Each line in the records that mentions the word "sign" needs to be listed.

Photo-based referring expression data
* * *
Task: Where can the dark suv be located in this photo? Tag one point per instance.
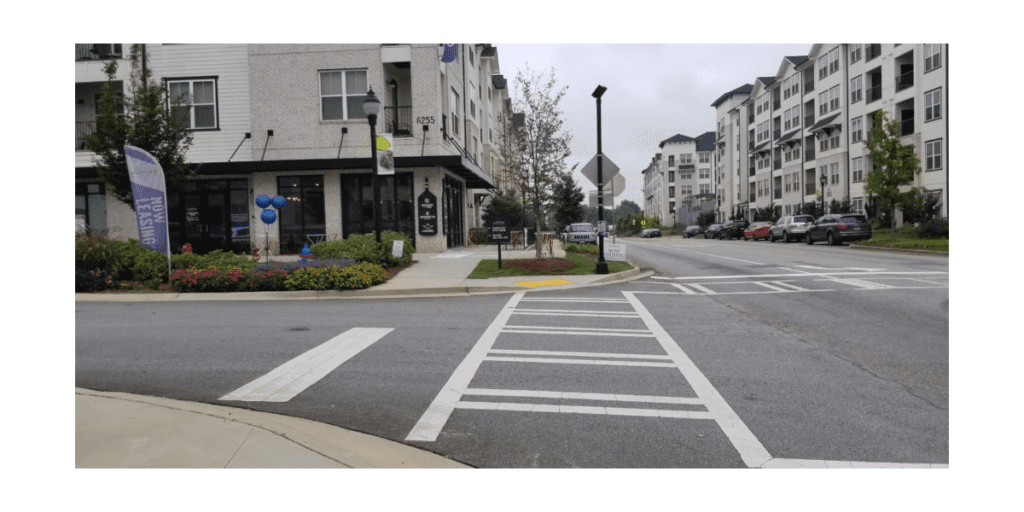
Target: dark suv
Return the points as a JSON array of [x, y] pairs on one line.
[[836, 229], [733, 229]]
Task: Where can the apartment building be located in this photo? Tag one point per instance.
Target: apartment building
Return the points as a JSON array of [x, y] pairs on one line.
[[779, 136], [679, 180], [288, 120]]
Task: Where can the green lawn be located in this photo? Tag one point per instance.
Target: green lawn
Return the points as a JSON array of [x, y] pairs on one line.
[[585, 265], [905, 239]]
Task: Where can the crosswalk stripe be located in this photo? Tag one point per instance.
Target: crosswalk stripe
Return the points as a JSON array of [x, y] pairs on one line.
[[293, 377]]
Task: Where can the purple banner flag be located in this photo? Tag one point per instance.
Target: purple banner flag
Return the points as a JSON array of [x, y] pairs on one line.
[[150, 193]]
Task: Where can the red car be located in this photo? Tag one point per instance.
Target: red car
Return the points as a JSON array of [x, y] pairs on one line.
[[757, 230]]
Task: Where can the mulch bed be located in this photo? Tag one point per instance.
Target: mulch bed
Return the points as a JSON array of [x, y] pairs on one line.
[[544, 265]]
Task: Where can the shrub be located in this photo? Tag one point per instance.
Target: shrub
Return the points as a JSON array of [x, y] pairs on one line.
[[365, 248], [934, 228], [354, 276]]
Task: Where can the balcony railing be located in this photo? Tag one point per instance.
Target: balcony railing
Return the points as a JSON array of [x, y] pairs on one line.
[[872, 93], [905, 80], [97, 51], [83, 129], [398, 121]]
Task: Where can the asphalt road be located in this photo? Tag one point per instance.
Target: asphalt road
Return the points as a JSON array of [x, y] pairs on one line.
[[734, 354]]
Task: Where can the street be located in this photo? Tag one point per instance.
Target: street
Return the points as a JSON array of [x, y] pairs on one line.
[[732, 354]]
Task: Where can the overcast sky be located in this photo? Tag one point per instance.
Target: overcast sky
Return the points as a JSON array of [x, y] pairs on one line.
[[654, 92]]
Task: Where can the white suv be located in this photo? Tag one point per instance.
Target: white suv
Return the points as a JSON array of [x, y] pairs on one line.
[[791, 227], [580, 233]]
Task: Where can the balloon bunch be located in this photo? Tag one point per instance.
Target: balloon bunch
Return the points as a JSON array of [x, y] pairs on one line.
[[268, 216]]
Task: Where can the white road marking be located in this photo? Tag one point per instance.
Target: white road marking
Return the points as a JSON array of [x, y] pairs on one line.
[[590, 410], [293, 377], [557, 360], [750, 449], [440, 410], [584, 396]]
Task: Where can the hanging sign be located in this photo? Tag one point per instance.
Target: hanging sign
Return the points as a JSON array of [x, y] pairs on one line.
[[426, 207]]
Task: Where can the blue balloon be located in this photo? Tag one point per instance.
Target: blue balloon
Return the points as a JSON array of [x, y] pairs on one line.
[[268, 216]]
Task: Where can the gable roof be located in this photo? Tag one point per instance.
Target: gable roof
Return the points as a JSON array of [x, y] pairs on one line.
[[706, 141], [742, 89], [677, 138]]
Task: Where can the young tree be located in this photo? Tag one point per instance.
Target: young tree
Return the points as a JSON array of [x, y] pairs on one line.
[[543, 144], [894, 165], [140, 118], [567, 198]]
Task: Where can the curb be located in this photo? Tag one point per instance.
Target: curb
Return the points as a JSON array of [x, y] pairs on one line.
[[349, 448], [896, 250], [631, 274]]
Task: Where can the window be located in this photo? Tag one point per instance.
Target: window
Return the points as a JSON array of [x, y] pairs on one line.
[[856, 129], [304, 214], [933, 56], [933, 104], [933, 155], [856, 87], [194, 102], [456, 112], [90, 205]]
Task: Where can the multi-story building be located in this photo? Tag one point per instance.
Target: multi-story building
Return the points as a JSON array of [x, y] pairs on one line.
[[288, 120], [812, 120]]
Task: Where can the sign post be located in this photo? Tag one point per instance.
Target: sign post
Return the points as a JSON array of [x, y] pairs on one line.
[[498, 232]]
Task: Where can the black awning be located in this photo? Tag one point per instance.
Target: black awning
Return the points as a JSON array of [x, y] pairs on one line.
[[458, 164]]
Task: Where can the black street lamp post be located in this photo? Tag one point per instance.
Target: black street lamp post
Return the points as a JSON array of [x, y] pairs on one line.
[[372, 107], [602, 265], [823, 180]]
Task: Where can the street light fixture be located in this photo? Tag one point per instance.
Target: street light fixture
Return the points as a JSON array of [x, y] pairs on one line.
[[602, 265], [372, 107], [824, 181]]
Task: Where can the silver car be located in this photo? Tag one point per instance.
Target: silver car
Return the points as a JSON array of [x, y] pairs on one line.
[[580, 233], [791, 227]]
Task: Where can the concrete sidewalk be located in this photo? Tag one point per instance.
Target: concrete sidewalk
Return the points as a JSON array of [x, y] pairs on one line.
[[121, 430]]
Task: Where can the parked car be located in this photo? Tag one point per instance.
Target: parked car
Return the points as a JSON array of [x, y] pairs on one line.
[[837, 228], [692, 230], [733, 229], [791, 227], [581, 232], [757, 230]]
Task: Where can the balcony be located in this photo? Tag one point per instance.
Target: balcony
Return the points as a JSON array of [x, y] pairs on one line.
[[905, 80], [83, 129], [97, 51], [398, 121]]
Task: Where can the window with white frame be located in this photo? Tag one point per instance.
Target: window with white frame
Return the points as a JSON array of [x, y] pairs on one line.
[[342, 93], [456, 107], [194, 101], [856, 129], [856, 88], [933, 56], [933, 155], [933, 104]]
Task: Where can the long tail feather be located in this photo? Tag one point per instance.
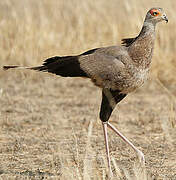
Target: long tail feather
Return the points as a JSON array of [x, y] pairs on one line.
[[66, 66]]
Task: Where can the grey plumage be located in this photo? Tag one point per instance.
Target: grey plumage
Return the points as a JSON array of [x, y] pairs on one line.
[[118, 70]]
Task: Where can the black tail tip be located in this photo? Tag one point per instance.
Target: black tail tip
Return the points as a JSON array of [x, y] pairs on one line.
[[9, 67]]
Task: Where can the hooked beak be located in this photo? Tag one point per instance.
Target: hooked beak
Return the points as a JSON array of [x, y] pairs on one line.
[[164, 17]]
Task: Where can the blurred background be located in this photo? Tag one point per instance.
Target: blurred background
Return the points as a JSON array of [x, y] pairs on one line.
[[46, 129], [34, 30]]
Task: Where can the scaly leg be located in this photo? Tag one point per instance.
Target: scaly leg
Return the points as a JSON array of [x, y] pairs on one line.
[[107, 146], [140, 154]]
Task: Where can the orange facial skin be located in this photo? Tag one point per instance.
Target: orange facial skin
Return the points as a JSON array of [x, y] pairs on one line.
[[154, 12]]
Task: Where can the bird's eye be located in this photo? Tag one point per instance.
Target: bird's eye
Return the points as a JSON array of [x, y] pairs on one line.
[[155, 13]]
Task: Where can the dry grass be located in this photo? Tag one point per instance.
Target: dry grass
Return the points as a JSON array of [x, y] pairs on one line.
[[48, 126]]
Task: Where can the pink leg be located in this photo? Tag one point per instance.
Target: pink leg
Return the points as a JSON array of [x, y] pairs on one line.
* * *
- _Response to this task_:
Task: Where can the hanging sign be located in this photo? Tag one point per instance.
Target: hanging sign
Task: Where can the sign post be located in this photo? Tag one point per instance.
Target: sign post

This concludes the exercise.